▶ [Trabalho pedido] No trecho abaixo sobre o uso irregular de uniforme do Saae, copie fielmente a passagem que começa em "Um averiguado, já" e termina em "hidrômetros do estabelecimento.".

▶ [Trecho para leitura]
★ ★ ★ ★ ★
Depois dessas duas histórias, achando que o dia de apuração havia terminado, decidimos voltar ao centro de Guarulhos para dar um oi a uma policial conhecida. Durante o encontro, ela nos falou sobre uma história curiosa.

Um averiguado, já identificado pela polícia (mas que não vai ter o nome divulgado para não ferrar a investigação), usou irregularmente uniforme e carro (supostamente pirata) do Serviço Autônomo de Água e Esgoto (Saae) para coagir um comerciante. A ideia seria trocar grana pela não retirada dos hidrômetros do estabelecimento.
★ ★ ★ ★ ★
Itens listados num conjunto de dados
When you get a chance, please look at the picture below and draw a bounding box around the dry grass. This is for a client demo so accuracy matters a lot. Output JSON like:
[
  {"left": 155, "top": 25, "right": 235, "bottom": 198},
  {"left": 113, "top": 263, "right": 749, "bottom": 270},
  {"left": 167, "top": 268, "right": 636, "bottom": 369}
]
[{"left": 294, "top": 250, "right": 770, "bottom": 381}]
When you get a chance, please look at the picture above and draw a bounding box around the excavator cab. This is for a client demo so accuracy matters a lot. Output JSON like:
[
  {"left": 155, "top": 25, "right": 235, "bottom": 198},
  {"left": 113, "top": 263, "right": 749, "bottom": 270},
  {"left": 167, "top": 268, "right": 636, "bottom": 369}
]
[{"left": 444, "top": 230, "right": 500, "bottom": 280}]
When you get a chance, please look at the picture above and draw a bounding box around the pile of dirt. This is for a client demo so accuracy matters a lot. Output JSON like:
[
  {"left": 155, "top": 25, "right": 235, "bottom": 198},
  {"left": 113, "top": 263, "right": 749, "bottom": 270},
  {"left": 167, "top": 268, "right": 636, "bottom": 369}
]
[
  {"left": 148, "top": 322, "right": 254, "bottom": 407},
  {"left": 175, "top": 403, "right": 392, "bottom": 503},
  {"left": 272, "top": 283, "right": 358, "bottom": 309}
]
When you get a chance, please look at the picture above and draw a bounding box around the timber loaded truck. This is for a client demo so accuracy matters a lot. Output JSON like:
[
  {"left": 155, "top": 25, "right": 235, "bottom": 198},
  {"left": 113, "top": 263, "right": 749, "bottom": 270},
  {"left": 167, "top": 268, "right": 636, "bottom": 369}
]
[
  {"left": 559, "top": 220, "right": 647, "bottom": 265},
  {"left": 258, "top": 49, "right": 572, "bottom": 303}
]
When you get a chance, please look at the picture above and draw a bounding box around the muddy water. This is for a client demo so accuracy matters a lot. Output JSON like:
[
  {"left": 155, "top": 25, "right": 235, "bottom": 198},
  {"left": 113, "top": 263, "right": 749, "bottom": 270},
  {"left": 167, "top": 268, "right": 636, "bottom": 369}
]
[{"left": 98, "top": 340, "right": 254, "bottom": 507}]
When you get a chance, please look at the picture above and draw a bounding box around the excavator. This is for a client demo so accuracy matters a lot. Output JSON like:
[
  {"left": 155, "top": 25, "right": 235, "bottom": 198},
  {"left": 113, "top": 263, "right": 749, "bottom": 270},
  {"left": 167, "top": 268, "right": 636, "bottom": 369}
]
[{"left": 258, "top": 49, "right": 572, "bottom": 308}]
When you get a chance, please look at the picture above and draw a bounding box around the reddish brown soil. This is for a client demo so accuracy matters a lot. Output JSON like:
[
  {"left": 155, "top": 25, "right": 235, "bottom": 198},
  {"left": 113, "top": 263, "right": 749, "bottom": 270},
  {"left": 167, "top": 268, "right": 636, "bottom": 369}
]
★ ★ ★ ★ ★
▶ [Problema resolvido]
Um averiguado, já identificado pela polícia (mas que não vai ter o nome divulgado para não ferrar a investigação), usou irregularmente uniforme e carro (supostamente pirata) do Serviço Autônomo de Água e Esgoto (Saae) para coagir um comerciante. A ideia seria trocar grana pela não retirada dos hidrômetros do estabelecimento.